Source data -
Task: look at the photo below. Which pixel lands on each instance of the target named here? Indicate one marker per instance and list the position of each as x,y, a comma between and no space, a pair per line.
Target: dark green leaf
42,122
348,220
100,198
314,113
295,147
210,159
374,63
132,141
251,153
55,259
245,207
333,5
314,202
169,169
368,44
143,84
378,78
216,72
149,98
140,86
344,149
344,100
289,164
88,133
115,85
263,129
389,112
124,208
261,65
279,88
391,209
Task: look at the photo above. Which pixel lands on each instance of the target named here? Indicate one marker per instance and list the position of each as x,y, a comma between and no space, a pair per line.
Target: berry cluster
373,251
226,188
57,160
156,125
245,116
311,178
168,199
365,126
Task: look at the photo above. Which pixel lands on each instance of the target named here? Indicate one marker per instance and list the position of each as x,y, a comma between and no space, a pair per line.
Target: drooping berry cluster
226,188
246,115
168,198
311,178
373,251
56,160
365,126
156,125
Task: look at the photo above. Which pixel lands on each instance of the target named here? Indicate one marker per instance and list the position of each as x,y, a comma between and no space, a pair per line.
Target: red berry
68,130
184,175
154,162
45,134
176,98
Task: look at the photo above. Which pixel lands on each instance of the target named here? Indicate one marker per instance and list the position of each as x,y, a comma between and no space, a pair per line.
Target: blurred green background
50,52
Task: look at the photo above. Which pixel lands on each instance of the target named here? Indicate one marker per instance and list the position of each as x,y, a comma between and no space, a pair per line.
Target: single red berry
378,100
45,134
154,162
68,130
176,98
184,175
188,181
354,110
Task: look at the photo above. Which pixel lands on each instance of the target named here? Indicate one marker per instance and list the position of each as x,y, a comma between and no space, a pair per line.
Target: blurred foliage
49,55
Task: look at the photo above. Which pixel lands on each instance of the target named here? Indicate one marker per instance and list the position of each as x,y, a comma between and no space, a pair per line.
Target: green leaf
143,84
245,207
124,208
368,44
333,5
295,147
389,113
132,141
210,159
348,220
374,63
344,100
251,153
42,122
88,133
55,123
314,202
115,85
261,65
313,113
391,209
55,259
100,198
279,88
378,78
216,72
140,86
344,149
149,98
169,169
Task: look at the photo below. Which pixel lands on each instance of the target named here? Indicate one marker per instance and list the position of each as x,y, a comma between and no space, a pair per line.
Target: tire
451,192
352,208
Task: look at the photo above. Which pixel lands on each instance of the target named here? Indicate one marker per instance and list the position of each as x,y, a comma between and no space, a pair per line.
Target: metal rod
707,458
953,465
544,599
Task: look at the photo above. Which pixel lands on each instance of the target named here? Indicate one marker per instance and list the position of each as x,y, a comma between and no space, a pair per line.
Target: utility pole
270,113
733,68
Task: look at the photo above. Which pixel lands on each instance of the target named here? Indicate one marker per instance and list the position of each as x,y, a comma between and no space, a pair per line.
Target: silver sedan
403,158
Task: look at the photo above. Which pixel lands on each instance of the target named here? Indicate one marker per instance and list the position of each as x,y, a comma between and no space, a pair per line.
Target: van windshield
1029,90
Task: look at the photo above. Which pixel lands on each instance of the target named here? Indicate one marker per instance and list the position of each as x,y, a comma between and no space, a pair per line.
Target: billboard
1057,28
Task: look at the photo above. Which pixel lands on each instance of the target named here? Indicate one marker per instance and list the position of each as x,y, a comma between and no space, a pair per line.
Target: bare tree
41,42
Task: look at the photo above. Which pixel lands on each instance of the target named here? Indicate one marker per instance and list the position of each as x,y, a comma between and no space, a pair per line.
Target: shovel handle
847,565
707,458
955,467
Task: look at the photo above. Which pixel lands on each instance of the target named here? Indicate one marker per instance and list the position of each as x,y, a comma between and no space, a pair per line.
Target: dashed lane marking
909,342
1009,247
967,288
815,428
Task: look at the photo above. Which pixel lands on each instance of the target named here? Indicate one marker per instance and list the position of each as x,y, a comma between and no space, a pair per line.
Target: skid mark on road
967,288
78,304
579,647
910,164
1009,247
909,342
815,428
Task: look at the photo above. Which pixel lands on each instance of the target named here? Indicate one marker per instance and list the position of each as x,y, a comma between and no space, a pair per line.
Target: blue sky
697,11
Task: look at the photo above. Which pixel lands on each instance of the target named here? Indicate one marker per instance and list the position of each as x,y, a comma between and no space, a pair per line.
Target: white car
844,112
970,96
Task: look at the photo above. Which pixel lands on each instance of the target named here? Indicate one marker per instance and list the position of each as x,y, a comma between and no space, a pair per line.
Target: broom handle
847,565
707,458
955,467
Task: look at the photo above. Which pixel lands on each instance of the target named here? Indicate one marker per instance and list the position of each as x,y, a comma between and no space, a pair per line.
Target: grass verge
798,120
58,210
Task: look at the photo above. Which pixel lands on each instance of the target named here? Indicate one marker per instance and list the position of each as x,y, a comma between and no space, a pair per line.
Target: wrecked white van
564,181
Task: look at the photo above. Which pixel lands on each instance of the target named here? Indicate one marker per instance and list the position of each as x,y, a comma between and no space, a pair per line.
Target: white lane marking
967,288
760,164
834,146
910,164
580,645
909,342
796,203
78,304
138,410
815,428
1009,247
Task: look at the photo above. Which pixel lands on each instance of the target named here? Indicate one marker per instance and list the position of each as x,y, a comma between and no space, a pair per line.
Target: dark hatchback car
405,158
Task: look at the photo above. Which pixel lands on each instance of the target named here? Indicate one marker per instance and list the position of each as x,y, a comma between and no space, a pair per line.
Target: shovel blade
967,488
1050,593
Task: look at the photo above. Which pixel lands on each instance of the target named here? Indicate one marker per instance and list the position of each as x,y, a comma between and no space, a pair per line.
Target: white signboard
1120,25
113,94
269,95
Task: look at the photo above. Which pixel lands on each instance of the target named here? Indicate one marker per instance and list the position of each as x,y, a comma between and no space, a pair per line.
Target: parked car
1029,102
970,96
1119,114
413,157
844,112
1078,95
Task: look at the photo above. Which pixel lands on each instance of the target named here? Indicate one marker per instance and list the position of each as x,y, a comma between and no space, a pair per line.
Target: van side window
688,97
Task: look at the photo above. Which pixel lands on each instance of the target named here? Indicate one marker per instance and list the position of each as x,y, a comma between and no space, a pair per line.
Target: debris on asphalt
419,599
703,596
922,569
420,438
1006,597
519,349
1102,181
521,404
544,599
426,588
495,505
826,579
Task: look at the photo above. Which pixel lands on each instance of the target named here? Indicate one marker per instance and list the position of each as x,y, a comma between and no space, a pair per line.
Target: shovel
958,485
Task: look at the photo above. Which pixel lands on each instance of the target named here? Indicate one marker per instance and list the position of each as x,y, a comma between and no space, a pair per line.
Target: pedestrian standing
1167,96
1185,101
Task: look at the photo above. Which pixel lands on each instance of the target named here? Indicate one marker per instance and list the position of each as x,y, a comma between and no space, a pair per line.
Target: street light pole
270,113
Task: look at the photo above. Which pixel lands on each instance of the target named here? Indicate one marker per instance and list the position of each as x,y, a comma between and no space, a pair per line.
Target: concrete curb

Task objective - The records above must be transcribed without a single omission.

Solution below -
Task: look at the photo below. Which pixel lands on each instance of the target named here? Indicate one marker per instance and list the position of each as x,y, a comma between and no space, a pair per line.
Target: dark green leaf
42,122
348,220
100,198
314,113
295,147
210,159
374,63
132,141
251,153
55,259
245,207
333,5
314,202
169,169
368,44
143,84
378,78
216,72
149,98
140,86
344,149
344,100
289,164
88,133
115,85
263,129
389,112
124,208
261,65
279,88
391,209
Task: look at the photo above. Which pixel lands on each instance of the target named here? Indicate one marker per instance and list the position of each as x,y, a comma between and no space, a pair per line.
Target: berry cluster
373,251
226,188
57,160
156,125
245,116
311,178
168,199
365,126
Task: look at the photo above. Which pixel lands on each instance of the target named here? Indicate one marker per instance and list the position of each as x,y, a comma between and no space, a pair per line.
Target: drooping berry cluster
226,188
246,115
168,198
311,178
373,251
56,160
365,126
156,125
Task: look at the photo above. Which pixel lands on each instance of the target named here? Indicate one marker per instance and list the position of each as x,y, a comma between and no space, a pair per line.
Target: red berry
68,130
184,175
154,162
45,134
176,98
Task: look at the photo above. Which pixel lands on each instance of the target named here? Indicate one marker per instance and list the position of each as x,y, a comma between and no space, a pair per line.
Target: blurred green background
50,52
Task: look at the photo above. Which pixel lands on each instance of the target named here? Indicate one marker per instance and list the position of each as x,y, a comma between and no space, a pair per line.
Target: single red berry
378,100
45,134
154,162
68,130
176,98
184,175
188,181
354,110
Task: look at the photo above. Which pixel lands on each instance of the target named here? Indicate one marker per instance and list the position of each as x,y, a comma between and no space, a pair per line.
Target: blurred foliage
49,55
Task: look at the photo above. Which pixel lands on each instance of the target named here? Indicate one marker per instance and list the position of each as x,y, a comma between and no space, a pair per line.
Target: green leaf
143,84
245,207
124,208
368,44
333,5
295,147
389,113
132,141
210,159
348,220
374,63
344,100
251,153
42,122
88,133
55,123
314,202
115,85
261,65
313,113
391,209
55,259
100,198
279,88
378,78
216,72
140,86
344,149
149,98
169,169
Task: look at the photo below. Which pixel lands on each instance of the target named here? Indicate one marker per instance and list the position of each as x,y, a comma between and no space, a pair per line.
Target: tire
451,192
352,208
Task: look at the photo above. Which pixel lands on each instance of the target named here? Indicate one marker per instance and list the position of each as x,y, a comma between and no space, a pair per line.
Target: metal rod
707,458
953,465
544,599
Task: look at the photo above. Which pixel lands on each instance of the target named here? Indicate one marker per instance and list the position of each as x,y, a comma between and no space, a pair per line.
Target: utility pole
270,113
733,68
Task: look at the photo above. Which pixel lands on each instance of the target named here? Indicate one marker per instance and list the position of each as x,y, a comma between and no space, a pair per line.
Target: silver sedan
403,158
Task: look at the photo above. Which pixel lands on each instance of the target named here? Indicate one marker per instance and list the position of each as x,y, a comma between and no space, a pair per line.
Target: van windshield
1029,90
Task: look at the photo above. Which pixel lands on each instance of the target named here? Indicate one marker per instance and list the position of each as x,y, a comma between and no space, a pair per line.
Target: billboard
1057,28
Task: look at the photo above. Which pixel lands on each instance of the target named here? Indicate one marker per instance and list the position of each as x,y, a comma between and no space, a pair per line.
Target: bare tree
41,42
Task: look at the photo above. Which pixel lands on each instance of the target named here? Indicate one marker per instance and list the position of each as x,y, a comma between and no space, a pair per line.
Target: shovel handle
847,565
707,458
955,467
Task: look at the photo above. Which pixel lands on each instance of the target named here? Indicate one marker per instance and list the position of each as x,y, a comma between and no space, a pair per line.
Target: dashed lane marking
909,342
1009,247
967,288
815,428
Task: look at the photo above. Which pixel lands on each instance of the target named here? Indicate one marker per instance and list the position of each as x,y, a comma between and no space, a pair per line.
Target: skid mark on road
967,288
78,304
579,647
910,164
1009,247
909,342
815,428
Task: look at the photo above. Which pixel lands on each instance of the target named here? Indicate one marker per instance and list the position of each as x,y, a comma between and no space, a pair per line.
Target: blue sky
697,11
Task: look at the photo above. Which pixel lands on each instance of the target named here? Indicate one marker per instance and list the position of each as x,y, a comma between and no space, a pair per line.
Target: white car
844,112
970,96
Task: look at the photo above. Which pixel lands on each instance of the target named here? Indicate one marker per instance and list the position of each as x,y, a comma between and no space, a pair per line.
Target: broom handle
847,565
707,458
955,467
Task: look at the photo above. Which pixel lands on each instance of the target named here? Indicate one marker per instance and list the position of each as x,y, a comma between and no space, a pair per line.
Target: grass verge
798,120
58,210
Task: look at the photo above. Which pixel lands on each instance of the target named here? Indicate one marker per instance and list the position of each as x,y, a comma between and no space, a pair per line.
Target: wrecked white van
564,181
Task: look at the photo above. Which pixel lands on each instance of the target named here? Indicate one marker per instance and list the position of each as x,y, a comma between and no space, a pair per line.
Target: white lane marking
967,288
760,164
834,146
910,164
580,645
909,342
796,203
78,304
138,410
815,428
1009,247
Task: look at the photo above. Which pixel lands on each instance of the target named here? Indicate one marker per instance and list the position of each as x,y, a comma between and no space, a pair per line.
Target: dark hatchback car
405,158
Task: look at the photo above. Which pixel lands on each instance of the target named here? Indicate one marker per instance and list the position of each as x,y, a comma between and no space, a pair per line.
Target: shovel blade
967,488
1050,593
Task: look at the photo above. Which pixel lands on each instance of the target named here? Indicate one marker per instance and list the position of each as x,y, a comma between and no space, a pair per line.
Target: white signboard
1120,25
113,94
269,95
Task: look at the photo above. Which pixel lands on each instance of the target named here? Indicate one marker per instance and list the position of each as x,y, a comma between and no space, a pair per line.
Target: parked car
1029,102
970,96
1119,114
413,157
844,112
1078,95
Task: look at the photo above. Which pixel lands on each instance of the target named here? Indicate one marker per instance and list the position of each as x,y, a comma between and no space, a pair per line.
Target: van side window
688,97
Task: look at the photo above. Which pixel lands on each instance of the target named here? Indicate one marker per instance and list the position of each as x,y, a comma between and no space, a pair per line.
Target: debris on asphalt
419,599
703,596
922,569
420,438
1006,597
519,349
1102,181
521,404
544,599
426,588
495,505
826,579
Task: look at the photo above. Which pixel lands on each instance of the target named here? Indicate one marker per instance and list the position of each as x,y, a comma between and no space, a pair per line.
Target: shovel
958,485
Task: look at the photo above. Which pixel lands on each instance of the target named here? Indicate one marker per instance and list the position of each as x,y, a comma between and no space, a pair per line.
Target: pedestrian standing
1167,96
1185,101
Task: look at the photo above. Which pixel lands on each instance of the target named here? Indicate one marker per instance and list the position of each as x,y, a comma between and no space, a pair per line.
Target: street light pole
270,113
Task: look at the photo above. Which pixel lands on each instance of the target named here? Indicate one marker per instance and list the position of each as x,y, a comma between and no space, a pair per line.
Target: concrete curb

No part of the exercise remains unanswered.